» Problem requirements
Copy exactly the run of lines that begins at the line with "of the french" and ends at the final line of the entries.

» Given data
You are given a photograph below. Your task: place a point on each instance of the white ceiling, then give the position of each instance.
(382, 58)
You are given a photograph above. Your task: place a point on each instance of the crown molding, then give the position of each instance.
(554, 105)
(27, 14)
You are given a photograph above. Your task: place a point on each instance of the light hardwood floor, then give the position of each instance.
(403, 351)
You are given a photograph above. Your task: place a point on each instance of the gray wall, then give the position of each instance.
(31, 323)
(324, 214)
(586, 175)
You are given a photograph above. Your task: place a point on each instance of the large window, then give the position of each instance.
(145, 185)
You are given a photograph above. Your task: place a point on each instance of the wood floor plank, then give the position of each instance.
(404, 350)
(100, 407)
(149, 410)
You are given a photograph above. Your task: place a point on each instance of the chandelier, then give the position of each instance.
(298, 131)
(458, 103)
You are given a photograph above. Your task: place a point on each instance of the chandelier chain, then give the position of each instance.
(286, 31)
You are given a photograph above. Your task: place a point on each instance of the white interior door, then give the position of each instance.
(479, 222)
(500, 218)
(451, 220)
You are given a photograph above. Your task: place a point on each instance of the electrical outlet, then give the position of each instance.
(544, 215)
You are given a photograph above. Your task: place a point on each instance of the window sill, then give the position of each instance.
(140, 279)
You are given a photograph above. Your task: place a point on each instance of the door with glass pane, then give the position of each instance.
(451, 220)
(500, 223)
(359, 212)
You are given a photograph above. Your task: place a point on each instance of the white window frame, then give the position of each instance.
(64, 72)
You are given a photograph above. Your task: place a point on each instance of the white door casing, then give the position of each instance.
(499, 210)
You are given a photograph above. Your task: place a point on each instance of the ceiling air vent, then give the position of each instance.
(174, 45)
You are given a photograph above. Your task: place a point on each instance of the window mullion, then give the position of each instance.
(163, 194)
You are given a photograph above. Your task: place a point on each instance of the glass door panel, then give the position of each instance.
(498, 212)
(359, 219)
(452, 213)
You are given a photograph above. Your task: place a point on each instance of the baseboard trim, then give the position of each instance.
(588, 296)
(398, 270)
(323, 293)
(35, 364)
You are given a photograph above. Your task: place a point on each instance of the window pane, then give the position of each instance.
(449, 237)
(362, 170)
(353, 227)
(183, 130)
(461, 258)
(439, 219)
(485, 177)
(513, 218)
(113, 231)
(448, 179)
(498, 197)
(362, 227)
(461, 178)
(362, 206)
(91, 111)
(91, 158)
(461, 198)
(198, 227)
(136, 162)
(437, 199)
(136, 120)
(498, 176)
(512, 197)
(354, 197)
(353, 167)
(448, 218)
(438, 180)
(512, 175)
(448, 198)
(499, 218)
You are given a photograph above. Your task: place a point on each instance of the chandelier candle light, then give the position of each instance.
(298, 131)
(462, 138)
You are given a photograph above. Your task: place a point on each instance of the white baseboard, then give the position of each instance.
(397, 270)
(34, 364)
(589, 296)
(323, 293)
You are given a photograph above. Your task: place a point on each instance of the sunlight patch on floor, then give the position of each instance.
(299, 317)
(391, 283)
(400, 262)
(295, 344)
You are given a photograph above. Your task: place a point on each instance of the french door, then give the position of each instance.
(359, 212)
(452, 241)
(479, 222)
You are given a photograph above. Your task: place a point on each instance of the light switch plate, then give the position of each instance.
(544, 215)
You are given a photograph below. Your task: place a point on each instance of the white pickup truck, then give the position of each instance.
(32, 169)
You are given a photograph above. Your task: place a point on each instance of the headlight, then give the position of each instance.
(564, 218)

» Full response
You are given a photograph above. Your task: place a point on each instance of the french door, then give the position of each instance.
(359, 212)
(452, 241)
(479, 222)
You are given a photograph above. Your task: place a point on each instance of the light switch plate, then give the position of each instance.
(544, 215)
You are given a photograph below. Your task: place a point on each instance of the white pickup truck, then give the position of each instance.
(32, 169)
You are given a photograph above. Your task: place a point on each instance of the headlight, then give the position of each instance.
(564, 218)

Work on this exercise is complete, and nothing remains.